> What to work on:
Copy the lines that follow, keeping every character the same.

> Data listing:
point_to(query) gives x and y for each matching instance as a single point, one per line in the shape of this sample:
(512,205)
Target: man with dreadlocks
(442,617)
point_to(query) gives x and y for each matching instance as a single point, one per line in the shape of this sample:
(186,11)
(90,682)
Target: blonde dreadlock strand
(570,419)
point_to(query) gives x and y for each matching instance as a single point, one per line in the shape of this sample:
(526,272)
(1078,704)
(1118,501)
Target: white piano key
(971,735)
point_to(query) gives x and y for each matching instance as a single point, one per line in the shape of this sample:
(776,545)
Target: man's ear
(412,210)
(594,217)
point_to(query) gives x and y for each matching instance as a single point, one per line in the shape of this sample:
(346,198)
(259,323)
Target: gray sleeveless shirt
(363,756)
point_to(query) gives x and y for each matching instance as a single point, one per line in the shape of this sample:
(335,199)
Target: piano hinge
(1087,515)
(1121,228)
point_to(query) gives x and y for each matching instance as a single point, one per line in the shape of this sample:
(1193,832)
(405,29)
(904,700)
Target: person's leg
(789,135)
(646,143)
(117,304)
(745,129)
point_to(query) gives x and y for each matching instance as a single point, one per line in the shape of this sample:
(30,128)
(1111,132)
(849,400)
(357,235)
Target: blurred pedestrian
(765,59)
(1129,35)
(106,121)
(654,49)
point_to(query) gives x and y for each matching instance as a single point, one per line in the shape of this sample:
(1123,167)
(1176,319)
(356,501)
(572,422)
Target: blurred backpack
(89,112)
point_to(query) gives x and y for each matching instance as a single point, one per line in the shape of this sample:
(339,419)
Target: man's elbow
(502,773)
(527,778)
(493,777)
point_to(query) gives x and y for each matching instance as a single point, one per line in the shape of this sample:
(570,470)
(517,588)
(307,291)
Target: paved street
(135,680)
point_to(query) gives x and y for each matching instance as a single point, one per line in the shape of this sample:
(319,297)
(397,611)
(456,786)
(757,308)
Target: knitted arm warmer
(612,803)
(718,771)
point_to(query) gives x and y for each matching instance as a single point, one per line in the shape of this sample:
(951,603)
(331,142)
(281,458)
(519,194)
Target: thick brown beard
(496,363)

> Exercise output:
point_to(query) gives x and y for each matching instance as a single point, one per line in the shape of this sample:
(512,205)
Target: man with dreadlocks
(442,617)
point_to(query) gives x and y for each matching instance as a single point, one per line in the shape of this sample:
(186,11)
(90,682)
Target: blonde dreadlock strand
(570,419)
point_to(query) gives x and y for each matching instance as a single point, one per line in the shape of this sample:
(526,272)
(1078,704)
(1118,501)
Target: white piano key
(971,735)
point_to(query) gives x and y for each matching instance as a single point, one per line in the shape of this sample:
(776,545)
Target: man's ear
(412,210)
(594,217)
point_to(query) gives x and y for each matching instance as a single point, one per line in the shape of this sample:
(346,198)
(259,323)
Target: gray sleeveless shirt
(363,756)
point_to(query) gives x and y for each matching instance as a single point, one per line in the shape of this sample:
(335,199)
Target: piano hinge
(1087,515)
(1121,228)
point_to(query) gives x and y for each matching instance as a single point, one per line in the shape of this sample:
(1193,832)
(405,29)
(904,700)
Target: person's leg
(789,135)
(646,143)
(117,304)
(745,129)
point_to(query) gives x and y for each matching instance as a single point, one per line in the shape of this sample:
(30,128)
(1111,132)
(849,400)
(357,235)
Target: blurred pedestrian
(765,59)
(1129,35)
(106,121)
(654,49)
point_to(query) gives x and y for each matching instance as a single point, one per line in the shape of this sample:
(1123,167)
(1176,319)
(356,501)
(572,422)
Target: blurred backpack
(89,112)
point_to(query) gives x and y for each matching instance as a single point, one per line in the shape of this sample:
(339,419)
Target: man's elbow
(502,773)
(527,778)
(493,777)
point_to(query) gives x and y for each matching instance as a single point, one per line in the shape of this sample:
(570,470)
(517,588)
(307,291)
Target: paved street
(135,680)
point_to(query) gives x and y for each matching instance as a single point, one per line in the shape of this sample:
(319,297)
(397,611)
(456,786)
(757,308)
Target: knitted arm warmer
(612,803)
(718,771)
point_to(query) gives x and y for each matching instance as a single point, one per line in the shape of this sample:
(951,603)
(331,142)
(281,458)
(519,194)
Target: thick brown beard
(496,363)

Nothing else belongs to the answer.